— Vorliegender Textauszug —
○ ○ ○ ○ ○ ○ ○

© JUNGE FREIHEIT Verlag GmbH & Co. www.jungefreiheit.de 45/07 02. November 2007

Weltschmerz und totaler Krieg
Von Portugal bis Rußland, von Skandinavien bis Israel: Das Buch "Looking For Europe" verschafft Einblicke in den Kosmos des Neofolk
Martin Lichtmesz

Schwarze Klamotten, wirr toupierte Haare, silberne Kreuze und Pentagramme, eine Neigung zu Lack und Leder, dazu Kajalstift unter dem Augenlid auch bei den männlichen Exemplaren - so stellt man sich die Repräsentanten der "Gothic"-, "Darkwave"-, oder in Deutschland schlicht "Grufti"-Szene genannten Jugend-Subkultur im allgemeinen vor. Auf deren alljährlicher Großversammlung, dem Wave-Gotik-Treffen in Leipzig, kann man neben Mittelaltermärkten und S/M-Dresscode-Parties allerdings auch Auftritte erleben, die ein gänzlich anderes Bild bieten.

Im vergangenen Jahr etwa las der Dichter Rolf Schilling in Rahmen eines Konzertes der Gruppe Orplid aus seinem Essay "Geheimes Deutschland". Schauplatz war das Innere des Völkerschlachtdenkmals. Das Publikum trug im Durchschnitt deutlich kürzere Haare als auf anderen Konzerten des Treffens, im Kleidungsstil dominierten Uniform­elemente. In dieser monumentalen Atmosphäre, zu den Füßen teutonischer Steinriesen, spielte die Gruppe um Uwe Nolte und Frank Machau pathosgetränkte Lieder.

Dieser seltsame Brückenschlag von Dracula zu Stefan George hat einen Namen: "Neofolk". Unter dieser Bezeichnung ist die wildwuchernde Seitenlinie der "schwarzen Szene" seit etwa einem Jahrzehnt berühmt und berüchtigt geworden. Verdächtig erscheint manchen die Dominanz von Magie und Mystik, die Verwendung von Akustikgitarren, Landsknechtstrommeln und deutschen Texten, vor allem aber die auffällige Vorliebe der Fans für Runenaufnäher und Tarnjacken-Look. Längst haben "antifaschistische" Kreise einen neuen Feind gewittert und dem Phänomen ein ganzes Buch gewidmet: "Ästhetische Mobilmachung - Dark Wave, Neofolk und Industrial im Spannungsfeld rechter Ideologien" (2002).

○ ○ ○ ○ ○ ○ ○

— Bereitgestelltes Material —

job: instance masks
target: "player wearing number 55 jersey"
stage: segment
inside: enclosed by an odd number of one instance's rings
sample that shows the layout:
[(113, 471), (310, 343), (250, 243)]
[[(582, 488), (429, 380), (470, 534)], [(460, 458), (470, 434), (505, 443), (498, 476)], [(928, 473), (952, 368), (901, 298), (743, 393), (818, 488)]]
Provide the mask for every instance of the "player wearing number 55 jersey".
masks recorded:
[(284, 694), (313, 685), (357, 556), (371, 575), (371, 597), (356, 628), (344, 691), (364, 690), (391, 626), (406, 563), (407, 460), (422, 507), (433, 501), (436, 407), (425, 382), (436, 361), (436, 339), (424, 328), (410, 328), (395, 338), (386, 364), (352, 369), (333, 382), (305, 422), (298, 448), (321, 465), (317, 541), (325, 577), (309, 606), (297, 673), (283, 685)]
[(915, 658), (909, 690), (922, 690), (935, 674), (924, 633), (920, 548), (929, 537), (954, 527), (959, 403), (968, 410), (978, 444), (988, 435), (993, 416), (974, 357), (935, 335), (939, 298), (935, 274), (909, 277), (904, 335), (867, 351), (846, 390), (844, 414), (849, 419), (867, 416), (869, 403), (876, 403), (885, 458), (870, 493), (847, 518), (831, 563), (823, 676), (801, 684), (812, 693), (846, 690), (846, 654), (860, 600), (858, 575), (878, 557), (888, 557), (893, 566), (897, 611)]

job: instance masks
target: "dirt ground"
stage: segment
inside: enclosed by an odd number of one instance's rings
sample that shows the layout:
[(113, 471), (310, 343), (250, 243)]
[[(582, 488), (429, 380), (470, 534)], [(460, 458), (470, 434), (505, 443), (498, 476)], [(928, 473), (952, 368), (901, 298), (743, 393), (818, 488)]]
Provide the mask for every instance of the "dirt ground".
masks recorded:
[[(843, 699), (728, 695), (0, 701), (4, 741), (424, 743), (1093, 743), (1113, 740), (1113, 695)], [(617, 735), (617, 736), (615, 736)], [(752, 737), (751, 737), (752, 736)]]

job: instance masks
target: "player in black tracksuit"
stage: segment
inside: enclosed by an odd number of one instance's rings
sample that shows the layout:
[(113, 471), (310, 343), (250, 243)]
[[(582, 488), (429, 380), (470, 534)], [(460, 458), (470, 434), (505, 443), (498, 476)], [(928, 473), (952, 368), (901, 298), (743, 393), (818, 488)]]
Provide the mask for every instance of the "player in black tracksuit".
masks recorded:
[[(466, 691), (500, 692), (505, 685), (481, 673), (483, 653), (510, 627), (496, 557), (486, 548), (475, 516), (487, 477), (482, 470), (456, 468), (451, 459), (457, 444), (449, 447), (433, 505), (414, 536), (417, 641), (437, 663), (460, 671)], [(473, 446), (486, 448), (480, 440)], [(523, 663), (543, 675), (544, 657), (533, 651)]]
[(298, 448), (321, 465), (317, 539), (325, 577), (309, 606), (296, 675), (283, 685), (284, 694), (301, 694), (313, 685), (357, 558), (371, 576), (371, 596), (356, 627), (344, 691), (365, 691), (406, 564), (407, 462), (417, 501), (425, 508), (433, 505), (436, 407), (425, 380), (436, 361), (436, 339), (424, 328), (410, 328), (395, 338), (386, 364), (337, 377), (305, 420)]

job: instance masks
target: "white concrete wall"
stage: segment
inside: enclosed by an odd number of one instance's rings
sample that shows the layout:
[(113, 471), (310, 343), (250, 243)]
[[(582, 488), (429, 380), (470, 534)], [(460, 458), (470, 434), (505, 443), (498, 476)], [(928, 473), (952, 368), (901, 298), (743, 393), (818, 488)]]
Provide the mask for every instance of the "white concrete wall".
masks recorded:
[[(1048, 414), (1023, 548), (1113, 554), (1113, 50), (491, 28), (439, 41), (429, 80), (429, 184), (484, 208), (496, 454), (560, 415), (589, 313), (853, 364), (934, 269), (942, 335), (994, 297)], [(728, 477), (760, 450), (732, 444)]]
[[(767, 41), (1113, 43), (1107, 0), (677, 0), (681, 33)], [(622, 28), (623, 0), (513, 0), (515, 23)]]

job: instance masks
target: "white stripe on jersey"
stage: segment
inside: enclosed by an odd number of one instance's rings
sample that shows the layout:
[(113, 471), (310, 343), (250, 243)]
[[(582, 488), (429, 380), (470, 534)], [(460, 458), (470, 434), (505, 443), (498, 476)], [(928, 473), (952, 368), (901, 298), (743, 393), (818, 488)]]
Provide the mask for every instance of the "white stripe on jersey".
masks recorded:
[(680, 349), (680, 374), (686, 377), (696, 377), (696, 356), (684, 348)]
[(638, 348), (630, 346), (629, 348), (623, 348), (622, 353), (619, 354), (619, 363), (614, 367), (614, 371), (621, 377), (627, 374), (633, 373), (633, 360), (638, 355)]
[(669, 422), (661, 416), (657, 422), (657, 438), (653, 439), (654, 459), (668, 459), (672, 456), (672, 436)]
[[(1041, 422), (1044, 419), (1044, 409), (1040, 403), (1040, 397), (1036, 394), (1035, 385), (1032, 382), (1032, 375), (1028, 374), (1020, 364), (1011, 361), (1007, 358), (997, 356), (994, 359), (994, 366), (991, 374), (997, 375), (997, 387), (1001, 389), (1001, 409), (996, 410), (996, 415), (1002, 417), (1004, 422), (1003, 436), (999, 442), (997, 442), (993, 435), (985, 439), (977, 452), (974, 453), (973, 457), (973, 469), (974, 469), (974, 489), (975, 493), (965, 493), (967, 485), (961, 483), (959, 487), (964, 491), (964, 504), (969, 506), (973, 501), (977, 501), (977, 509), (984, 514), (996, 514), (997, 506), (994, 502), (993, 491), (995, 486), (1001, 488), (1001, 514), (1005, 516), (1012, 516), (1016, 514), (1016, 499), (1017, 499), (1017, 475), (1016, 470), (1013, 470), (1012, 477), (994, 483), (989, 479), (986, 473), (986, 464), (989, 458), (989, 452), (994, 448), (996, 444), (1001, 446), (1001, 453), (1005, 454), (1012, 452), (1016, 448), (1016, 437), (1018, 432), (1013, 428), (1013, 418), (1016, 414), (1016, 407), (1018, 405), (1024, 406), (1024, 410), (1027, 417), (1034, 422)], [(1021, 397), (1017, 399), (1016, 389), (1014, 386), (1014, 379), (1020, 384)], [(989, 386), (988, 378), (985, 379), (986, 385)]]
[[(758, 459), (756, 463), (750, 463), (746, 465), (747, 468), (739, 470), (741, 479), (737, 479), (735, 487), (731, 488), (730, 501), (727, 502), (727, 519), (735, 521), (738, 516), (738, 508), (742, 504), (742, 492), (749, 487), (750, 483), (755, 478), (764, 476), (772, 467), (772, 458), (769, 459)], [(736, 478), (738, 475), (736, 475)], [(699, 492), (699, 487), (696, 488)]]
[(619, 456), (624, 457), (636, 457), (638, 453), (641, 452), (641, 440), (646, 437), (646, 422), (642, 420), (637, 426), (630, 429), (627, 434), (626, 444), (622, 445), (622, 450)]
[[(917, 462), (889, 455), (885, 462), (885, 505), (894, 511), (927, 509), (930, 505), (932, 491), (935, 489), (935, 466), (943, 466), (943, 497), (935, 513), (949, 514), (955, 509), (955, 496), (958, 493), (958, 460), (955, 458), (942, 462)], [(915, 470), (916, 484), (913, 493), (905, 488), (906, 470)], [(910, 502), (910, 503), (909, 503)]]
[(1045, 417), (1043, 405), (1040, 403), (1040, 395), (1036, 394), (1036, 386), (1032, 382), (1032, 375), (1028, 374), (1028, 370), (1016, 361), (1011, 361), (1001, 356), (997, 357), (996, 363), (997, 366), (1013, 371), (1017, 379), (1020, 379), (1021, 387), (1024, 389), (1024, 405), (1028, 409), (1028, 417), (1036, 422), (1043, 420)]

○ ○ ○ ○ ○ ○ ○

— Zu lösende Aufgaben —
[a] Zitiere aus dem Artikel über Neofolk wortgetreu die Passage, die bei „Weltschmerz und totaler“ beginnt und bei „anderes Bild bieten.“ endet.
[b] Drucke von den Zeilen, die auf den Artikel über Neofolk folgen, unverändert nur den Abschnitt, der bei ihrem Anfang beginnt und mit der Zeile endet, die „566), (897, 611)]“ enthält, wobei diese Zeile dazugehört.

— Ausgearbeitete Lösungen —
[a]
Weltschmerz und totaler Krieg
Von Portugal bis Rußland, von Skandinavien bis Israel: Das Buch "Looking For Europe" verschafft Einblicke in den Kosmos des Neofolk
Martin Lichtmesz

Schwarze Klamotten, wirr toupierte Haare, silberne Kreuze und Pentagramme, eine Neigung zu Lack und Leder, dazu Kajalstift unter dem Augenlid auch bei den männlichen Exemplaren - so stellt man sich die Repräsentanten der "Gothic"-, "Darkwave"-, oder in Deutschland schlicht "Grufti"-Szene genannten Jugend-Subkultur im allgemeinen vor. Auf deren alljährlicher Großversammlung, dem Wave-Gotik-Treffen in Leipzig, kann man neben Mittelaltermärkten und S/M-Dresscode-Parties allerdings auch Auftritte erleben, die ein gänzlich anderes Bild bieten.

[b]
job: instance masks
target: "player wearing number 55 jersey"
stage: segment
inside: enclosed by an odd number of one instance's rings
sample that shows the layout:
[(113, 471), (310, 343), (250, 243)]
[[(582, 488), (429, 380), (470, 534)], [(460, 458), (470, 434), (505, 443), (498, 476)], [(928, 473), (952, 368), (901, 298), (743, 393), (818, 488)]]
Provide the mask for every instance of the "player wearing number 55 jersey".
masks recorded:
[(284, 694), (313, 685), (357, 556), (371, 575), (371, 597), (356, 628), (344, 691), (364, 690), (391, 626), (406, 563), (407, 460), (422, 507), (433, 501), (436, 407), (425, 382), (436, 361), (436, 339), (424, 328), (410, 328), (395, 338), (386, 364), (352, 369), (333, 382), (305, 422), (298, 448), (321, 465), (317, 541), (325, 577), (309, 606), (297, 673), (283, 685)]
[(915, 658), (909, 690), (922, 690), (935, 674), (924, 633), (920, 548), (929, 537), (954, 527), (959, 403), (968, 410), (978, 444), (988, 435), (993, 416), (974, 357), (935, 335), (939, 298), (935, 274), (909, 277), (904, 335), (867, 351), (846, 390), (844, 414), (849, 419), (867, 416), (869, 403), (876, 403), (885, 458), (870, 493), (847, 518), (831, 563), (823, 676), (801, 684), (812, 693), (846, 690), (846, 654), (860, 600), (858, 575), (878, 557), (888, 557), (893, 566), (897, 611)]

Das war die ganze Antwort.